[Records contained in a dataset]
◇ ◇ ◇
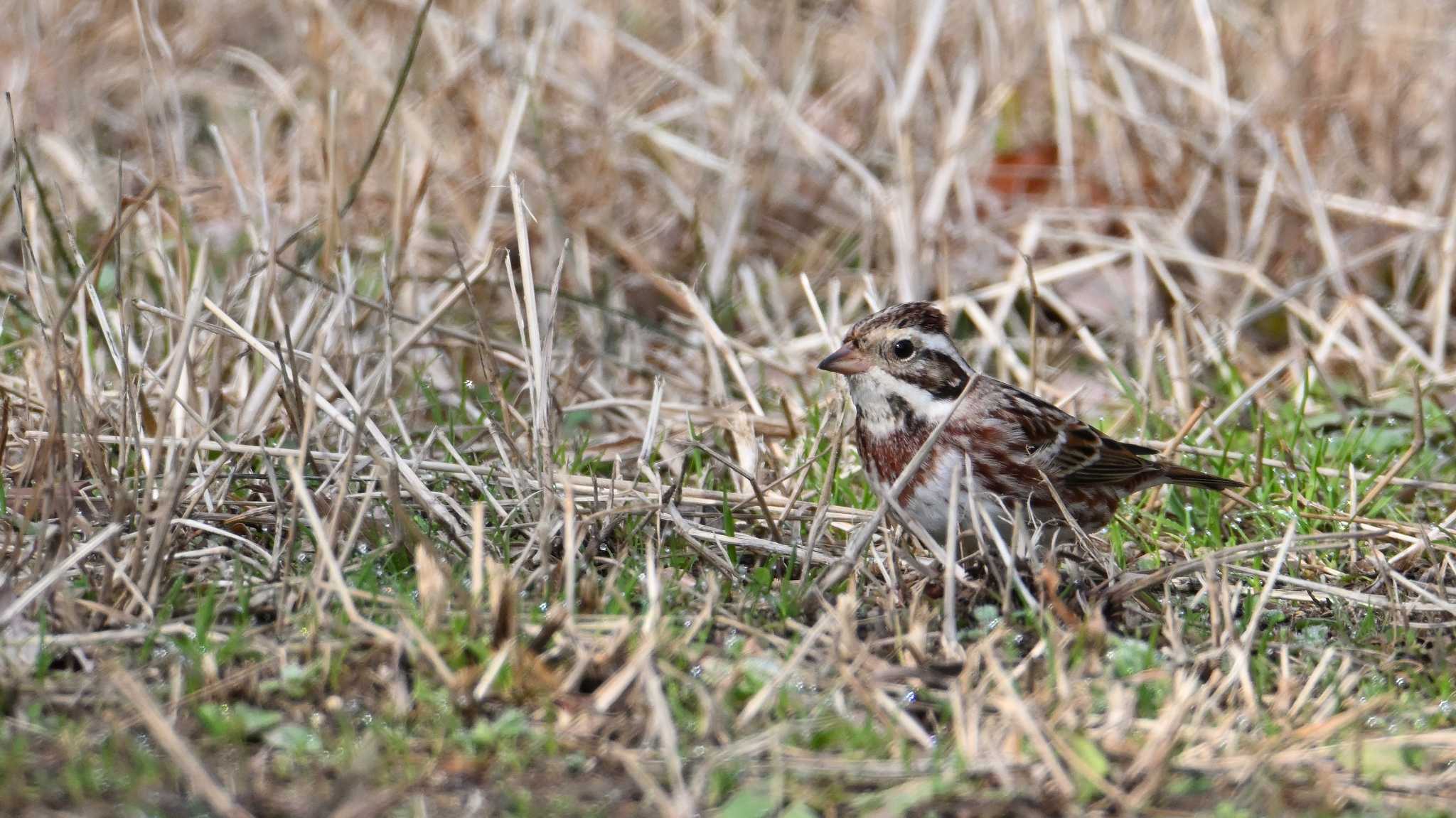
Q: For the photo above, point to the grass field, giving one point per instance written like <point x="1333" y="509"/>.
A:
<point x="411" y="409"/>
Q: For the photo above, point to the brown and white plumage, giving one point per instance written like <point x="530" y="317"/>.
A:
<point x="904" y="376"/>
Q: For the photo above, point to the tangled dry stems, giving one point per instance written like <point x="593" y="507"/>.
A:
<point x="561" y="271"/>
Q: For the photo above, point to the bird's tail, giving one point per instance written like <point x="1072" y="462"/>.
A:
<point x="1183" y="476"/>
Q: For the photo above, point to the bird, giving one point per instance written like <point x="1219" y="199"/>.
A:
<point x="904" y="376"/>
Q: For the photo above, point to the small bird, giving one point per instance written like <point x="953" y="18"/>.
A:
<point x="906" y="376"/>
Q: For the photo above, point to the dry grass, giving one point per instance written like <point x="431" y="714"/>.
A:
<point x="411" y="411"/>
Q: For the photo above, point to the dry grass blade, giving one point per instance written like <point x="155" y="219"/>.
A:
<point x="258" y="398"/>
<point x="176" y="747"/>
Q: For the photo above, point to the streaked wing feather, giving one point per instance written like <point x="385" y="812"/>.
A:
<point x="1068" y="448"/>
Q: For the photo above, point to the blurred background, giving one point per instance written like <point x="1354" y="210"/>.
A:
<point x="1211" y="178"/>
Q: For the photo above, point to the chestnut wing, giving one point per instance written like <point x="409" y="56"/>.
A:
<point x="1068" y="448"/>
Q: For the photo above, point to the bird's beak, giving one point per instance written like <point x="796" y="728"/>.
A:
<point x="846" y="361"/>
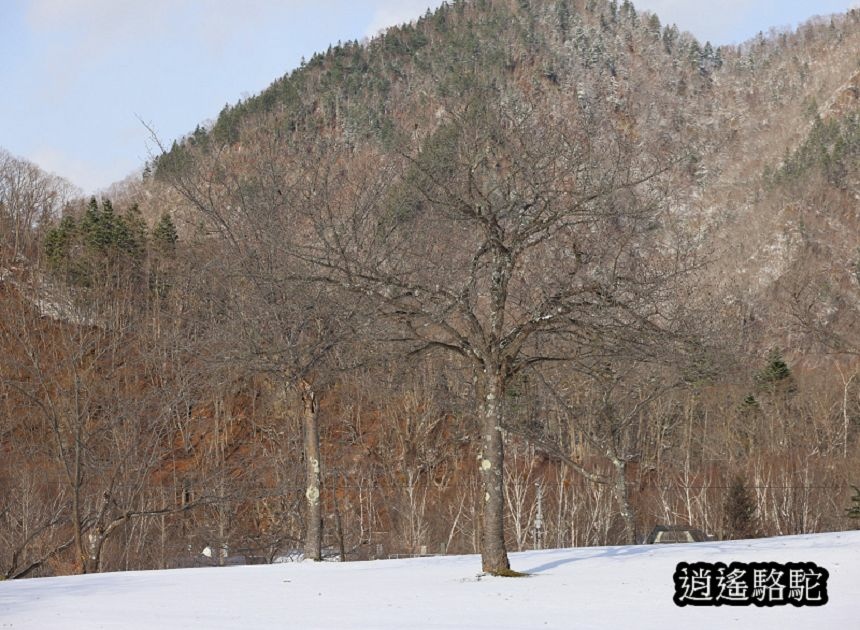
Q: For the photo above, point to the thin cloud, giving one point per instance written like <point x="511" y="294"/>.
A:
<point x="392" y="12"/>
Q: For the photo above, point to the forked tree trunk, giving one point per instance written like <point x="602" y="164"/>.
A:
<point x="623" y="498"/>
<point x="313" y="477"/>
<point x="494" y="555"/>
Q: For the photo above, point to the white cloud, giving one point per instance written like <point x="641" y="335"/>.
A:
<point x="392" y="12"/>
<point x="81" y="173"/>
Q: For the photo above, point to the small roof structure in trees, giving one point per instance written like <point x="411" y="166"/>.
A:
<point x="662" y="534"/>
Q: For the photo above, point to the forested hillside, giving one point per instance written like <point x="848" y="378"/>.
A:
<point x="522" y="273"/>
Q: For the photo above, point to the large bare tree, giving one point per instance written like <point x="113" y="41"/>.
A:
<point x="504" y="230"/>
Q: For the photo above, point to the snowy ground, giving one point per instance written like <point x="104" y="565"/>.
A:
<point x="608" y="587"/>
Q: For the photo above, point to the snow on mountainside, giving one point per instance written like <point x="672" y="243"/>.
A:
<point x="599" y="587"/>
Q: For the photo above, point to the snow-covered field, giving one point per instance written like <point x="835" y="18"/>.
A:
<point x="606" y="587"/>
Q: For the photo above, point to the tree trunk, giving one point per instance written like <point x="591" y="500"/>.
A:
<point x="624" y="500"/>
<point x="494" y="555"/>
<point x="313" y="477"/>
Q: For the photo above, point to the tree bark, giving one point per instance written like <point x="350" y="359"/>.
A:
<point x="624" y="500"/>
<point x="313" y="477"/>
<point x="494" y="555"/>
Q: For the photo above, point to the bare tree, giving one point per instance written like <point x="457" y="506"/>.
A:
<point x="507" y="229"/>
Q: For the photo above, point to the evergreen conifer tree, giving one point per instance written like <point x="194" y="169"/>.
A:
<point x="740" y="510"/>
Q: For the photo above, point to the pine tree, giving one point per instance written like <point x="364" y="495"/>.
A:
<point x="740" y="510"/>
<point x="164" y="235"/>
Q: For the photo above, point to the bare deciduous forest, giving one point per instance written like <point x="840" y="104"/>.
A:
<point x="519" y="274"/>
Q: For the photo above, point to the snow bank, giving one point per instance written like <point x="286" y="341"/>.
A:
<point x="601" y="587"/>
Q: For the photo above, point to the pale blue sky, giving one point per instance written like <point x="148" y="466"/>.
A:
<point x="75" y="74"/>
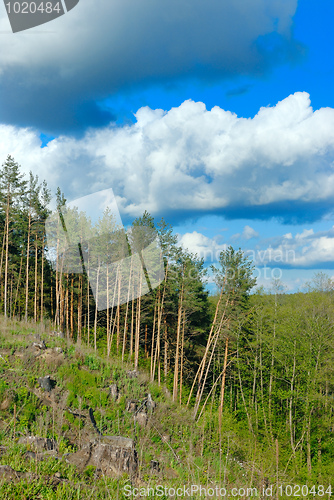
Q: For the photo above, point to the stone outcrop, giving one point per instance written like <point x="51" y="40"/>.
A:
<point x="113" y="455"/>
<point x="46" y="383"/>
<point x="36" y="443"/>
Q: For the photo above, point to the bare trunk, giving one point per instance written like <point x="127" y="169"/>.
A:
<point x="36" y="280"/>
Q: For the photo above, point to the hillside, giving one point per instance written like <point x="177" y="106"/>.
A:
<point x="170" y="449"/>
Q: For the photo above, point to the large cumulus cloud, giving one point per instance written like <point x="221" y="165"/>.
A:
<point x="191" y="161"/>
<point x="52" y="76"/>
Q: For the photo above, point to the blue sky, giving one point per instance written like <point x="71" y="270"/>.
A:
<point x="217" y="116"/>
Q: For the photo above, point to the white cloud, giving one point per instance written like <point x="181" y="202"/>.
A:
<point x="247" y="234"/>
<point x="192" y="159"/>
<point x="52" y="79"/>
<point x="306" y="249"/>
<point x="207" y="248"/>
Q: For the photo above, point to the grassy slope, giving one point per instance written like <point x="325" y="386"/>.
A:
<point x="191" y="456"/>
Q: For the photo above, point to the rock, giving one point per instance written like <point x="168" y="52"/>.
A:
<point x="58" y="334"/>
<point x="9" y="474"/>
<point x="36" y="443"/>
<point x="39" y="457"/>
<point x="39" y="345"/>
<point x="46" y="383"/>
<point x="54" y="357"/>
<point x="155" y="466"/>
<point x="114" y="392"/>
<point x="141" y="418"/>
<point x="132" y="405"/>
<point x="113" y="455"/>
<point x="150" y="404"/>
<point x="92" y="419"/>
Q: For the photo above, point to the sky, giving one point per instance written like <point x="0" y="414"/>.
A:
<point x="217" y="116"/>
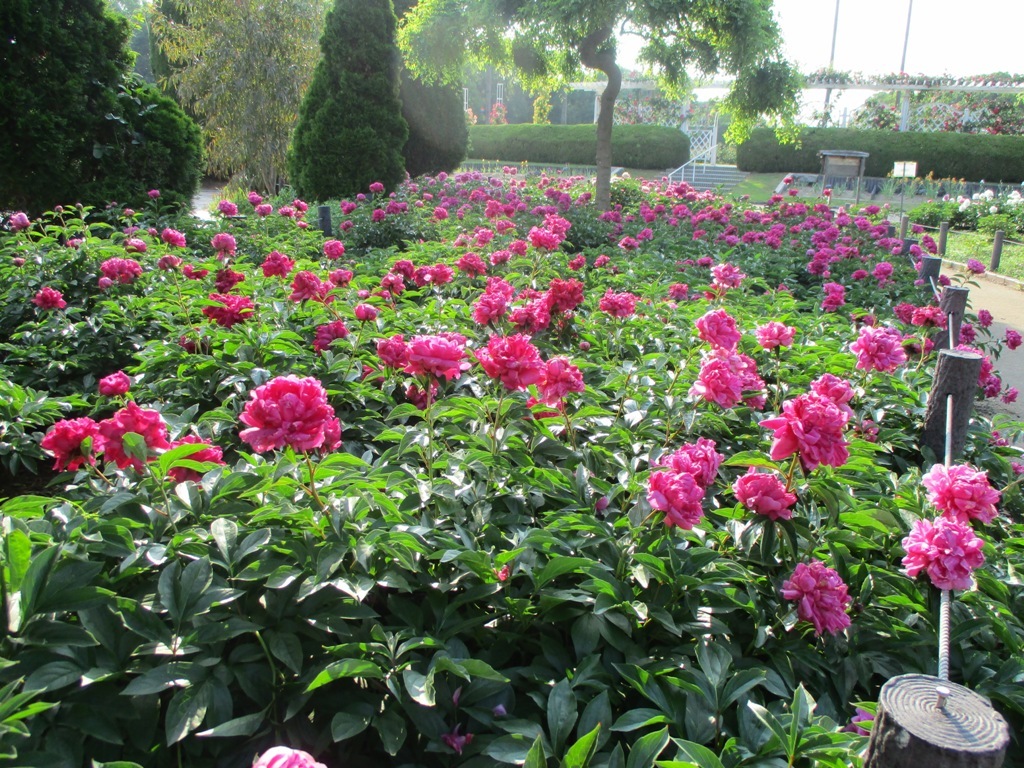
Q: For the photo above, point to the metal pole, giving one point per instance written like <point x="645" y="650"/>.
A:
<point x="832" y="61"/>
◇ ◇ ◇
▶ **Task to carry out**
Go through the entries. Report every line that contains the word "large".

▶ **Reply**
Q: For the photo above, point to the large bare tree, giving one point per instance written like <point x="113" y="41"/>.
Q: For the photo above, point to the large cumulus cloud, giving one point per instance written like <point x="221" y="165"/>.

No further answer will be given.